TASK BRIEF
Count the lines in the listing below that contain the string "delivery". Reply with the number only.

EXERCISE MATERIAL

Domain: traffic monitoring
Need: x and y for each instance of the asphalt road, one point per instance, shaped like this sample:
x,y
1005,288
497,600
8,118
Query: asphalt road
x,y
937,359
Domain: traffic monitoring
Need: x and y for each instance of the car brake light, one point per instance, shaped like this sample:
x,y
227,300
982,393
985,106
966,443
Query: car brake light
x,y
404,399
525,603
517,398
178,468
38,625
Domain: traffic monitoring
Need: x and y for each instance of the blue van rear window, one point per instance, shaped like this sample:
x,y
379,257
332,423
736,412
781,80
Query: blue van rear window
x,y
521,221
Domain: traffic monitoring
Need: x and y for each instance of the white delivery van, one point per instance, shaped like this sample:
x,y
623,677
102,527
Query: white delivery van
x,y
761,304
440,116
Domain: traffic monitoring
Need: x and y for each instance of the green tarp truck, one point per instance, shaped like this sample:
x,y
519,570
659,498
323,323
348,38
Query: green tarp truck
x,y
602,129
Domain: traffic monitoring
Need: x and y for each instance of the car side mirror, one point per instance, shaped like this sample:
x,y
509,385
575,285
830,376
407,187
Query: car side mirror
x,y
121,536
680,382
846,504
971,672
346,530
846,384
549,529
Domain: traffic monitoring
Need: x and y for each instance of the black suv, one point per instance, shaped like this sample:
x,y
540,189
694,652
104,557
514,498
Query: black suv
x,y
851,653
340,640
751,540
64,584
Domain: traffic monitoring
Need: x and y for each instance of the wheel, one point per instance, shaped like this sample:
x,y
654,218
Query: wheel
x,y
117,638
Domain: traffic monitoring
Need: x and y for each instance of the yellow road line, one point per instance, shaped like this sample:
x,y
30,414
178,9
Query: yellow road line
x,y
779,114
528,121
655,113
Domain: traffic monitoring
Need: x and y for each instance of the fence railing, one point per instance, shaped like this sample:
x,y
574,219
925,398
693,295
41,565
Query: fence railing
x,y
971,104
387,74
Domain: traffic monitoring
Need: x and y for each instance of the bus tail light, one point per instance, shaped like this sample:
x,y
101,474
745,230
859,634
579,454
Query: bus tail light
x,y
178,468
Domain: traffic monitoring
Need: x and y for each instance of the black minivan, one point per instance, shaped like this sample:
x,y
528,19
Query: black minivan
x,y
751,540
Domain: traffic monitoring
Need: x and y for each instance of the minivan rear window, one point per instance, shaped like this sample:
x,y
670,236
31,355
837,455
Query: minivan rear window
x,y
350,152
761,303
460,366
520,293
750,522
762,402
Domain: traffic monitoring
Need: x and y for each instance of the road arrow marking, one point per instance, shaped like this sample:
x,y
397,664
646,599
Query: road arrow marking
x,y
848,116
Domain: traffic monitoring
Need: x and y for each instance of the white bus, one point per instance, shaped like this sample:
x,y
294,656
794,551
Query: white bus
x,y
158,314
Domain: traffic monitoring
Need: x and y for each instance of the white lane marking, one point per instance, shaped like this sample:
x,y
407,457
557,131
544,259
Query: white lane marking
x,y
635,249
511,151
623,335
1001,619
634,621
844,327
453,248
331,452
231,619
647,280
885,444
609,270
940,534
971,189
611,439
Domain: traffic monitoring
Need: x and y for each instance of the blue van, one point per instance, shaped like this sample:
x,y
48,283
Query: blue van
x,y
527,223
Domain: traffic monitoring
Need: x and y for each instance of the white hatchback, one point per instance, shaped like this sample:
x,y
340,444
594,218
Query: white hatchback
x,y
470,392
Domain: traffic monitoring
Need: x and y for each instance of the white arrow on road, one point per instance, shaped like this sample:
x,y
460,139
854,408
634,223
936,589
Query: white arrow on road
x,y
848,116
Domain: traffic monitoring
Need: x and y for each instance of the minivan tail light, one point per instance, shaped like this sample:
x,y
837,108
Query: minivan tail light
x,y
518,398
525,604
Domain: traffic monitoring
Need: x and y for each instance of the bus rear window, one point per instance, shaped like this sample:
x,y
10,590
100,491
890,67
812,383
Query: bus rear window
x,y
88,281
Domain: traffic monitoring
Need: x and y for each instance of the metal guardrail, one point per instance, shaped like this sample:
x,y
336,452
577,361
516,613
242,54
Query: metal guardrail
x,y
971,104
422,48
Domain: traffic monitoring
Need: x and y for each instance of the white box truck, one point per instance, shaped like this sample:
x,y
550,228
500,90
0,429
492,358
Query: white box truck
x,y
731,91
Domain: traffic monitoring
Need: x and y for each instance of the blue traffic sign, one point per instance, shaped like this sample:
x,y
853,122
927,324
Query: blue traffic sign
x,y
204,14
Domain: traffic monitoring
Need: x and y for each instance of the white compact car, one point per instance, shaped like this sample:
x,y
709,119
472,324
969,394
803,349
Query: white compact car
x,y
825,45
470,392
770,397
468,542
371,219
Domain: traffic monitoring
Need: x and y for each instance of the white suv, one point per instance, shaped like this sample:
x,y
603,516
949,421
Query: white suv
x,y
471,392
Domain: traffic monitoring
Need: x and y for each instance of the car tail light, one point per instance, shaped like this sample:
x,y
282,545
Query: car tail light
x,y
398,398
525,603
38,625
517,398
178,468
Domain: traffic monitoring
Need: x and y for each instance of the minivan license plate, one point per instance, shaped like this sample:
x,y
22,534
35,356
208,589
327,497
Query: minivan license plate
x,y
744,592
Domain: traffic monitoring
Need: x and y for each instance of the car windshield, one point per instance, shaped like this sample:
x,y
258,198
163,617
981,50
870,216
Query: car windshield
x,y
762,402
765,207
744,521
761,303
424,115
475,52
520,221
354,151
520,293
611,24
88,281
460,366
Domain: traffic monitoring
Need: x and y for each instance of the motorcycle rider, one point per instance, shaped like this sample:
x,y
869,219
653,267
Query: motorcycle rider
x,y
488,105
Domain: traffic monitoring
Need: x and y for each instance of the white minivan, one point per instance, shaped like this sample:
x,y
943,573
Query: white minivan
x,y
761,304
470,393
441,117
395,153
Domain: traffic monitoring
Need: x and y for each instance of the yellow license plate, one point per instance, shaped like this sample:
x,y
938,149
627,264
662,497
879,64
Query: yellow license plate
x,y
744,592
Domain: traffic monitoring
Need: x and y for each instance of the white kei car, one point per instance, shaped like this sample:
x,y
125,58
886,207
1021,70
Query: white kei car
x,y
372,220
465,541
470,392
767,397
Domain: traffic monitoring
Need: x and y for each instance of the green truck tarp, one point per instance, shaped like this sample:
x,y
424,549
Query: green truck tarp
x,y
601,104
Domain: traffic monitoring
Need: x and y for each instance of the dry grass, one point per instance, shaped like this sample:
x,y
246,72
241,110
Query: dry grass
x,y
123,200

ANSWER FOR THIS EXERCISE
2